*課題の指示*.
K-methodの見学感想に関する本文を読み、次の問いに答えてください。
1. 自院に戻ってK-methodを始めた上級脊椎外科医は、展開を何cmとしましたか。
2. 展開の際にメルクマールとなるのは何ですか。
3. 10例を越すころから、何cmの皮切でC2-C7まで十分な視野を得られるようになりましたか。

*本文*.
★ ★ ★ ★

【医療関係者向け】K-methodについて

K-methodを見学したドクターから寄せられた感想

フジ虎ノ門整形外科病院 整形外科
土田 隼太郎 先生

初めてK-methodを見学した時、小皮切にもかかわらず常にいい視野が得られ、滞りなく手術が進行していて、従来の椎弓形成術とは全く別の手術のように感じた。あまりにスムーズに進行していくさまを見て、あの体位とあの開創器があればあのようにして何とか同じ手術できるだろう、という漠然としたイメージを頭に描いた。

が、しかしである。自院に戻って早速K-methodを始めた経験豊富な上級脊椎外科医は、いきなり壁にぶち当たっていた。展開は5cmと大きくしたにもかかわらず、出血のコントロールに苦慮し、思うような視野が得られない。開創器の代わりに自分が筋鈎を引き、両手でハイスピードドリルを操作する。そんな"今まで"の方法で"新しい"手術に挑んでいたため、無事に手術は成功したものの、見学で見たようなスムーズな手術をすることはできなかった。

自分は定期的に木原先生のところへ手術見学に行っていたが、やがて自分もこの手術を始めるにあたり、できる限り"本家"と同じになるように環境を整えて臨むようにした。具体的には①体位:頭蓋直達ピン固定による頚椎正中位 ②手術機械:K-project製作の開創器、電動のハイスピードドリル、ヘッドライト である。

各操作にわけて話を進める。

まず、展開について。 "正中"をはずさないようにすすめる。その際、メルクマールとなるのが項靭帯である。スプリングフックと開創器を使って適度なテンションをかけながら展開していくと、思いのほか出血がほとんどなく棘突起に到達する。テンションをかけすぎると、かえって正中がわかりづらくなる。正中を外すと必ずといっていいほど出血する。これを修正できないと、術野は血の海になってしまう。出血した場合は、その都度こまめにバイポーラで止血していき、可能な限り無血術野の確保に努めることが、その後のストレスを減らす。C6/7の視野を得るときに、筋が垂れ下がってきて視野の妨げになることがあるが、このとき、"モンローゲルピー"が有用である。両刃の開創器を重ねてかけることができるので、手元で操作の邪魔になることがない。当初は5cmくらいの皮切であったが、10例を越すころから4cmでもC2-C7まで十分な視野を得ることができるようになった。操作の大半は術者一人で行う操作であり、反対側の展開時に助手に筋鈎を引いてもらうくらいだが、慣れてくるとすべて一人で操作ができるようになる。

続いて、骨の掘削がメインの操作になる。自院で使用しているのは、エアードリルのハンドスイッチタイプで、パワーはあるがブレも大きい。よって、両手でドリルを操作し、助手に吸引と冷却水をやってもらっていた。狭い視野なので、助手は術野を見ることができず、吸引は当然ブラインドの操作となる。少し削っては吸引して確認するという操作の繰り返しになり、時間がかかりストレスフルな操作だった。しかし、電動でブレの少ない、なおかつフットスイッチタイプのドリルをデモで手配できたときは、利き手(術者は左利き)にドリルを持ち、非利き手に吸引管を持って操作した。こちらのほうが吸引で常に操作している部位を確認することができ、また、そもそもワンハンドで掘削を行ったほうがバーの先端の感覚がわかりやすいと感じた。

★ ★ ★ ★

*抽出資料*.
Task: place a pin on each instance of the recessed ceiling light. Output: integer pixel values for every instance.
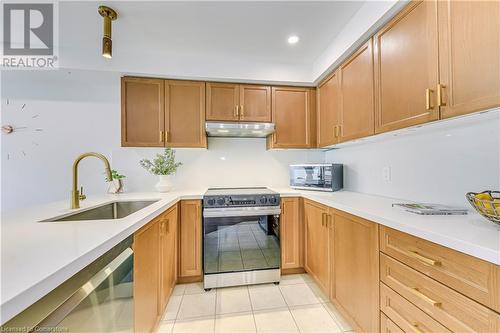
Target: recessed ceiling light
(293, 39)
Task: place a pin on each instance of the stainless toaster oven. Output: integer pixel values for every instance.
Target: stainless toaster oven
(318, 177)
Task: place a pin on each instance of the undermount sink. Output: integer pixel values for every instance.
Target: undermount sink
(110, 211)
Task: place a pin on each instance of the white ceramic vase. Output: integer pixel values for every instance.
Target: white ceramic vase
(165, 183)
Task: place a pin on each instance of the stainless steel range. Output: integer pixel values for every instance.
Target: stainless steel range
(241, 243)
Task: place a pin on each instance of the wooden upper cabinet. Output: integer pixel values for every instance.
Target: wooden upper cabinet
(317, 243)
(291, 114)
(185, 114)
(406, 68)
(469, 56)
(356, 274)
(328, 115)
(291, 231)
(356, 101)
(143, 114)
(146, 277)
(255, 103)
(190, 239)
(222, 101)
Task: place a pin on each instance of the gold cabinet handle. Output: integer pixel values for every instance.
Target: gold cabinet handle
(425, 260)
(337, 131)
(439, 93)
(428, 103)
(423, 297)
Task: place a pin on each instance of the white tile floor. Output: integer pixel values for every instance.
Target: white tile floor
(296, 305)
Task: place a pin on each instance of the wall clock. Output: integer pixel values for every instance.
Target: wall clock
(20, 130)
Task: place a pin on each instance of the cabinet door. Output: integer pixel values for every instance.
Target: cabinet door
(146, 277)
(185, 114)
(406, 68)
(290, 232)
(255, 103)
(356, 274)
(469, 53)
(356, 95)
(168, 255)
(328, 99)
(142, 112)
(222, 101)
(190, 238)
(291, 109)
(317, 258)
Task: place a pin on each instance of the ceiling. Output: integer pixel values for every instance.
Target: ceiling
(207, 40)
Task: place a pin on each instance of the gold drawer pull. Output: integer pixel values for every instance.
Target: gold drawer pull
(428, 261)
(416, 329)
(429, 300)
(439, 94)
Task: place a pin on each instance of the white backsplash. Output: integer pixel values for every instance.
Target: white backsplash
(227, 162)
(436, 166)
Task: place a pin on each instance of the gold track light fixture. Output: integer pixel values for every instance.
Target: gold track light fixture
(108, 15)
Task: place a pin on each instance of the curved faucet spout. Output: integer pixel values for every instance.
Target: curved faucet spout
(76, 196)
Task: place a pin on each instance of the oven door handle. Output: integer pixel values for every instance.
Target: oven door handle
(241, 211)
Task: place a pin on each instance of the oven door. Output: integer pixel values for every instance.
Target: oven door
(240, 239)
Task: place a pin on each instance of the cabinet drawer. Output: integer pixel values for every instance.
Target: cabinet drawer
(455, 311)
(406, 315)
(475, 278)
(388, 326)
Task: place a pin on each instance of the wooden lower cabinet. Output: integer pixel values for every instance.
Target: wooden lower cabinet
(356, 270)
(291, 230)
(190, 263)
(475, 278)
(406, 315)
(168, 255)
(318, 239)
(452, 309)
(146, 277)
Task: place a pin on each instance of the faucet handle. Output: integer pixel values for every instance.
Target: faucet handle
(82, 196)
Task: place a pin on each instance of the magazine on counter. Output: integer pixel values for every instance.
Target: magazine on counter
(430, 209)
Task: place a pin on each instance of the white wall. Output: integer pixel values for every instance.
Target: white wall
(437, 165)
(80, 112)
(227, 162)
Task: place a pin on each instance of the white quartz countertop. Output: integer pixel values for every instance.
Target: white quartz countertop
(37, 257)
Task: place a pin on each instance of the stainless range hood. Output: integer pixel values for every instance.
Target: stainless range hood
(241, 130)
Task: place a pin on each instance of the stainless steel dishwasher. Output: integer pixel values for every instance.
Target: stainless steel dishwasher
(99, 298)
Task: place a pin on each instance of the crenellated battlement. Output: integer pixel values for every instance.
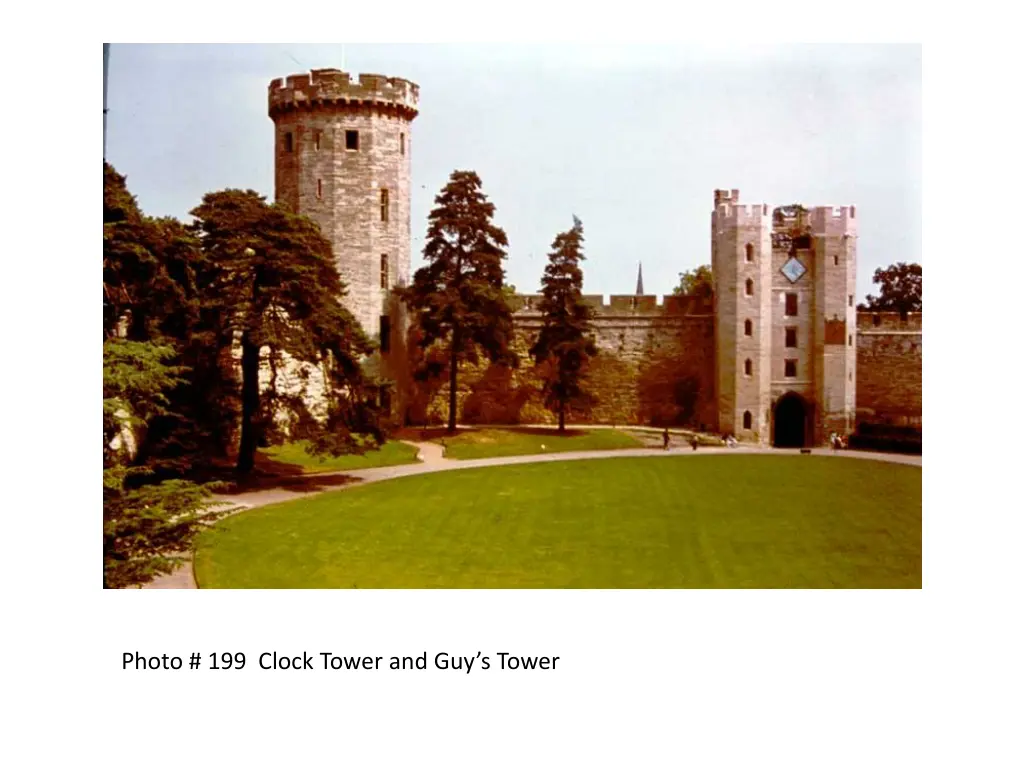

★ ★ ★ ★

*課題の解答*.
1. 5cm
2. 項靭帯
3. 4cm